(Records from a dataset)
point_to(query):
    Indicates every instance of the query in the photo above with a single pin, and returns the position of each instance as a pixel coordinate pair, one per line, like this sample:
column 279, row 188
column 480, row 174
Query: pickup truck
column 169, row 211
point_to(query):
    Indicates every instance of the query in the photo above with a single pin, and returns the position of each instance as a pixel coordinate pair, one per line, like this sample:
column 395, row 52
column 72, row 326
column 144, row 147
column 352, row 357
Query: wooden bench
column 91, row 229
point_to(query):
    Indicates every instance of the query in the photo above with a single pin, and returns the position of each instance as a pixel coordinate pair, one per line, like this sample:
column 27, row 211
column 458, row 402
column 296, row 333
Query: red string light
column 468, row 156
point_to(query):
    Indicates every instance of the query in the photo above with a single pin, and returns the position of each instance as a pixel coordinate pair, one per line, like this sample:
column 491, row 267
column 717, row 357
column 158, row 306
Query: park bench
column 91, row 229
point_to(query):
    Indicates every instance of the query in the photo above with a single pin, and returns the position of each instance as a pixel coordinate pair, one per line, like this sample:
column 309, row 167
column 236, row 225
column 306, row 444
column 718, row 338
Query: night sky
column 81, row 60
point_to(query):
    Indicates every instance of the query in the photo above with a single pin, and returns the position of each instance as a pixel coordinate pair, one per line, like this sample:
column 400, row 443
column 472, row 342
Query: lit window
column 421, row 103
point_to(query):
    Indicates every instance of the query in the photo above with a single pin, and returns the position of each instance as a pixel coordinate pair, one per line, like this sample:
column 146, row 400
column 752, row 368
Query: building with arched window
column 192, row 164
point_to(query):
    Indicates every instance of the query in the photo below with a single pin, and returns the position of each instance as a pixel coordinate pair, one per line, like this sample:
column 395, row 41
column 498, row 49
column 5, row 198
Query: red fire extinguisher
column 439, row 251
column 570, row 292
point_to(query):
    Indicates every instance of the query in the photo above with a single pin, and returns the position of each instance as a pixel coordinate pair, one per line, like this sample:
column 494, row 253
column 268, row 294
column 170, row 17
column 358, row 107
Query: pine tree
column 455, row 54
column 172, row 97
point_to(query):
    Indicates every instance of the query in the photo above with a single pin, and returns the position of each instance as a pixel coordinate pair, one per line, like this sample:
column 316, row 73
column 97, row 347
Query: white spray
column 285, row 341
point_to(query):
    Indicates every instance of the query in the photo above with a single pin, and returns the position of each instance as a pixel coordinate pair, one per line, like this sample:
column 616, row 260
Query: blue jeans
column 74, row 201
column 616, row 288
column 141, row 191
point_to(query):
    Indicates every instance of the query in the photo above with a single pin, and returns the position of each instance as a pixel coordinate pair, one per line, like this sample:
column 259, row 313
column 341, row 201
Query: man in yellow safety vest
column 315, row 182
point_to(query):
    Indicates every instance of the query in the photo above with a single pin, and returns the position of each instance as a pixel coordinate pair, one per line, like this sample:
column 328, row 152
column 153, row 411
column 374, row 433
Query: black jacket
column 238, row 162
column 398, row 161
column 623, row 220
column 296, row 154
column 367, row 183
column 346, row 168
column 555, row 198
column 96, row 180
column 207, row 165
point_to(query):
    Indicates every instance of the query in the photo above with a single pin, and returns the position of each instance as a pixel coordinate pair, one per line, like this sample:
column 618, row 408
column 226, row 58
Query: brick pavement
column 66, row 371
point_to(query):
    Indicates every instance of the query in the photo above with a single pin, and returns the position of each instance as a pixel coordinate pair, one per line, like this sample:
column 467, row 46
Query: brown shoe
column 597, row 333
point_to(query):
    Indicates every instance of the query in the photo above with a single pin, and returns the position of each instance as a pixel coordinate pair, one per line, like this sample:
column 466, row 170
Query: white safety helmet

■ TASK DIRECTIONS ■
Reproduce every record above exactly as it appears.

■ SOLUTION TO THIS EXERCISE ■
point_to(query):
    Indicates every instance of the query in the photo above with a single pin, and returns the position of each instance as a pixel coordinate pair, one per line, like this sample:
column 279, row 188
column 480, row 174
Query: pickup truck
column 169, row 211
point_to(query):
    Indicates every instance of the query in the photo above with a single pin, and returns the position of each instance as a pixel coordinate pair, one per line, like this sample:
column 395, row 52
column 72, row 326
column 144, row 147
column 352, row 357
Query: wooden bench
column 91, row 229
point_to(query):
    Indicates every instance of the query in the photo above with a single pin, and returns the position of each instance as a pixel coordinate pair, one per line, like this sample:
column 27, row 211
column 458, row 402
column 296, row 333
Query: red string light
column 468, row 156
point_to(query):
    Indicates every instance of the query in the photo above with a single pin, and returns the position of each instance as a pixel coordinate pair, one per line, like this sample:
column 491, row 267
column 717, row 357
column 158, row 306
Query: park bench
column 91, row 229
point_to(query):
    Indicates every instance of the query in the photo above with a single pin, and returns the position of each instance as a pixel coordinate pair, one per line, like this sample:
column 309, row 167
column 236, row 225
column 306, row 444
column 718, row 338
Query: night sky
column 81, row 60
point_to(query):
    Indicates every instance of the query in the photo above with a single pin, and returns the position of each instance as a pixel coordinate pair, one per line, like this sample:
column 400, row 443
column 472, row 342
Query: lit window
column 421, row 103
point_to(query):
    Indicates every instance of the query in the photo above with a single pin, and returns the position of each instance as a pixel coordinate pair, one per line, like this sample:
column 146, row 400
column 752, row 368
Query: building with arched window
column 192, row 164
point_to(query):
    Indicates every instance of the query in the photo below with a single pin, and returns the position of each instance as a pixel coordinate pair, one per line, like this sample:
column 395, row 41
column 498, row 49
column 5, row 198
Query: red fire extinguisher
column 439, row 251
column 570, row 292
point_to(query):
    Indicates every instance of the query in the photo above with a single pin, and returns the position of each instance as a pixel coordinate pair, one per line, like this sample:
column 494, row 253
column 268, row 294
column 170, row 17
column 358, row 107
Query: pine tree
column 455, row 54
column 172, row 97
point_to(query):
    Indicates every instance of the query in the photo above with a single pin, and returns the position of each instance as a pixel coordinate pair, one per line, like this sample:
column 316, row 73
column 97, row 347
Query: white spray
column 285, row 341
point_to(query):
    Indicates every instance of the query in the photo above with a single pin, and returns the position of each instance as a pixel coordinate pair, one per line, like this sample:
column 616, row 260
Query: blue jeans
column 74, row 201
column 616, row 288
column 141, row 191
point_to(query):
    Indicates every instance of the query in the photo above with a single pin, and returns the position of each instance as a pixel coordinate pair, one per line, like this sample:
column 259, row 313
column 341, row 201
Query: man in yellow safety vest
column 315, row 182
point_to(query):
    Indicates every instance of the query in the photo above with a single pin, and returns the position of each instance as a pixel coordinate pair, one per line, like this sample:
column 328, row 152
column 153, row 411
column 374, row 433
Query: black jacket
column 238, row 162
column 398, row 161
column 623, row 220
column 296, row 154
column 367, row 183
column 346, row 168
column 555, row 198
column 96, row 180
column 207, row 165
point_to(query):
    Indicates every instance of the query in the photo above with a single pin, and returns the position of each instance as a pixel coordinate pair, one per line, like this sample:
column 618, row 408
column 226, row 58
Query: brick pavement
column 66, row 371
point_to(query):
    Indicates every instance of the query in the photo above with a single pin, and returns the position of each instance as a pixel coordinate pair, one per line, like this sample:
column 467, row 46
Query: brown shoe
column 597, row 333
point_to(query):
    Indicates every instance of the query in the photo above with a single pin, and returns the position of each instance as a pixel coordinate pair, one per line, like this sample:
column 466, row 170
Query: white safety helmet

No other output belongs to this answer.